→ **The task**
Answer these questions from the text on gamma regression:
(a) What mail code appears in the correspondence address?
(b) How many hits did the PubMed search for (epidemiology AND "gamma regression") yield?
(c) Admissions for which disease define the time units in the present analysis?
------ Text passage
Bateson, Thomas F.
From the National Center for Environmental Assessment, US Environmental Protection Agency, Washington, DC.
Supported by US Environmental Protection Agency.
The views expressed in this article are those of the authors and do not necessarily reflect the views or policies of the US Environmental Protection Agency.
Correspondence: Thomas F. Bateson, National Center for Environmental Assessment, US Environmental Protection Agency, 1200 Pennsylvania Ave, NW, Mail Code: 8623P, Washington, DC 20460. E-mail: Bateson.Thomas@epa.gov.
In this issue of Epidemiology, Checkley et al1 introduced what may be a new analytic tool for epidemiologists called gamma regression for the analysis of the determinants of the lengths of waiting times between subsequent events in a sparse time-series. This model is well known in survival analyses and in econometrics, but a recent search of the PubMed data base yielded only 4 hits for (epidemiology AND “gamma regression”).2–5 Gamma regression is typically used in survival analyses when trying to explain a distribution of waiting times (or counts) with a long tail. Gamma regression allows models to fit a distinct parameter for the variance of the counts that does not need to be related to the mean. In the present analysis, the time units are the discrete numerical count of days between discrete hospital admissions for Kawasaki disease. Although this conceptualization focuses on the times between events, the same time-series can also be assessed for the determinants of the count of daily events using Poisson regression. Such models are routinely used in air pollution epidemiology to assess the impact of pollutants and meteorological conditions on the risks of morbidity or mortality based on the number of daily adverse events in a time-series. The authors' juxtaposition of results between a gamma regression analysis of the waiting times between sparse events, and a corresponding Poisson regression analysis of the daily event counts in the Checkley et al1 article provides an opportunity to consider the potential advantages of each method.
------------
------ Excerpted data
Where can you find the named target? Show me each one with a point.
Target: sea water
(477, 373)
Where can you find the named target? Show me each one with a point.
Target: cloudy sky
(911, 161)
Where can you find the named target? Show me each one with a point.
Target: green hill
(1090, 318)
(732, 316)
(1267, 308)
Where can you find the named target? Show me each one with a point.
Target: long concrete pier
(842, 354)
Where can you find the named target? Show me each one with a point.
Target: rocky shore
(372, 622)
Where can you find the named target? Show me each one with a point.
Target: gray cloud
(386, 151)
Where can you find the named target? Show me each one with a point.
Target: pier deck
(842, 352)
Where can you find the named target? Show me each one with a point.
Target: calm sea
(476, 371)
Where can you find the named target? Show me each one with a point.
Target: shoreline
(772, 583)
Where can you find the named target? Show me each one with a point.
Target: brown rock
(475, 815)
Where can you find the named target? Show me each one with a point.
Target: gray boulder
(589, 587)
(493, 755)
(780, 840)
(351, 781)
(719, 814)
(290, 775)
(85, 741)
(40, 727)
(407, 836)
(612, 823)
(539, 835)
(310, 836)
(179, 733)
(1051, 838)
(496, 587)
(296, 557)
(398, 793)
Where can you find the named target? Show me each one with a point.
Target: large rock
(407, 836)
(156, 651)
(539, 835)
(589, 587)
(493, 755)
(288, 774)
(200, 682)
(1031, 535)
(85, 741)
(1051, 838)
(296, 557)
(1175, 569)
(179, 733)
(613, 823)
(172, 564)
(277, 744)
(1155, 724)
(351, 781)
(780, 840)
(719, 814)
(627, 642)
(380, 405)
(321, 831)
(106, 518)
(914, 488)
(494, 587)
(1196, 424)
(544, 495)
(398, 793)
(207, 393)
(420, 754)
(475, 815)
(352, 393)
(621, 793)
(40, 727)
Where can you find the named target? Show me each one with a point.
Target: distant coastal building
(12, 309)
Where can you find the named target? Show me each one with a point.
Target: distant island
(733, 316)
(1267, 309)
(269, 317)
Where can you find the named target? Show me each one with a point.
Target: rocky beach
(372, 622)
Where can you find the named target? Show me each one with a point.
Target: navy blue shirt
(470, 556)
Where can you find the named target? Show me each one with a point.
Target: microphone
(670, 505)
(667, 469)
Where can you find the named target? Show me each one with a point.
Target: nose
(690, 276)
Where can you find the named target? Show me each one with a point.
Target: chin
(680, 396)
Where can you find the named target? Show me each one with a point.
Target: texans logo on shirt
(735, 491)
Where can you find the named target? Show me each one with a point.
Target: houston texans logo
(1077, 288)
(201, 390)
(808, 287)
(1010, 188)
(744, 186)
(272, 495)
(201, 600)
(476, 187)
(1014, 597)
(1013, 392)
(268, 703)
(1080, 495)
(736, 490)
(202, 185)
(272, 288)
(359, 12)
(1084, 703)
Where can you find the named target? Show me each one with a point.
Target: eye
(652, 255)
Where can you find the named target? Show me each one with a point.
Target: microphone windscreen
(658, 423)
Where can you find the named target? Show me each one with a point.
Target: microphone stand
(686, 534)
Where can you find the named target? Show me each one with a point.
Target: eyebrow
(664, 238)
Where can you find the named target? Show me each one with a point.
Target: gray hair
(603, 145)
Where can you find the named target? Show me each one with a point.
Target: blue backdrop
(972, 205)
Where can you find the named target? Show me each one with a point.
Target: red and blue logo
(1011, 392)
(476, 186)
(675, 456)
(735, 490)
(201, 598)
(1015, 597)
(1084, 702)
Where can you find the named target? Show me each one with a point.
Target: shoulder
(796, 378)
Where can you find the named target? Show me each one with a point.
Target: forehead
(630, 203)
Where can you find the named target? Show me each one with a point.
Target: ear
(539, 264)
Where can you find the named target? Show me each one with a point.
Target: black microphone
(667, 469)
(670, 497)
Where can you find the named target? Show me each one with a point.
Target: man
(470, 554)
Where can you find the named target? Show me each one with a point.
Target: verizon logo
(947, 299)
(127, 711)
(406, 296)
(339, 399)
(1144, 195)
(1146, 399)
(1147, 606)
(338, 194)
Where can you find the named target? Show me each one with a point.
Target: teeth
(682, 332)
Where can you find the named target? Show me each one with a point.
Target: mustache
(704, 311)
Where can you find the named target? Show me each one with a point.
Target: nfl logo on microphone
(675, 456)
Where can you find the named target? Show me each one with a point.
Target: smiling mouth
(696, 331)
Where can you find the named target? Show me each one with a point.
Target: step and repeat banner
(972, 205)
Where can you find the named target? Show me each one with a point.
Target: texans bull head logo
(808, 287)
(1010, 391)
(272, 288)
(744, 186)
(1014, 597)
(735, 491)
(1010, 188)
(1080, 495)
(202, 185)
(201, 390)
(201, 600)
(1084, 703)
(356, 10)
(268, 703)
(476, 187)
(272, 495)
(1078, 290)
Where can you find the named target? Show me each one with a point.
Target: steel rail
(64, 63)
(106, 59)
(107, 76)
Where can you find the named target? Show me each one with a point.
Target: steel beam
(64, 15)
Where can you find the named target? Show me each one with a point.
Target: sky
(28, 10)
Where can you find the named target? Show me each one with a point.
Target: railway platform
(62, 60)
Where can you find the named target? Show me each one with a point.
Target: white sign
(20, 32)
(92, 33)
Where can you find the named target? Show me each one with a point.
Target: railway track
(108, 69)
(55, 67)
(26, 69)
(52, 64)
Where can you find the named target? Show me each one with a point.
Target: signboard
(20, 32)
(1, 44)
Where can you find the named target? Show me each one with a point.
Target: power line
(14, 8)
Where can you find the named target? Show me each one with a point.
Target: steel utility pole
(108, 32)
------------
→ **Solved problem**
(a) 8623P
(b) 4
(c) Kawasaki disease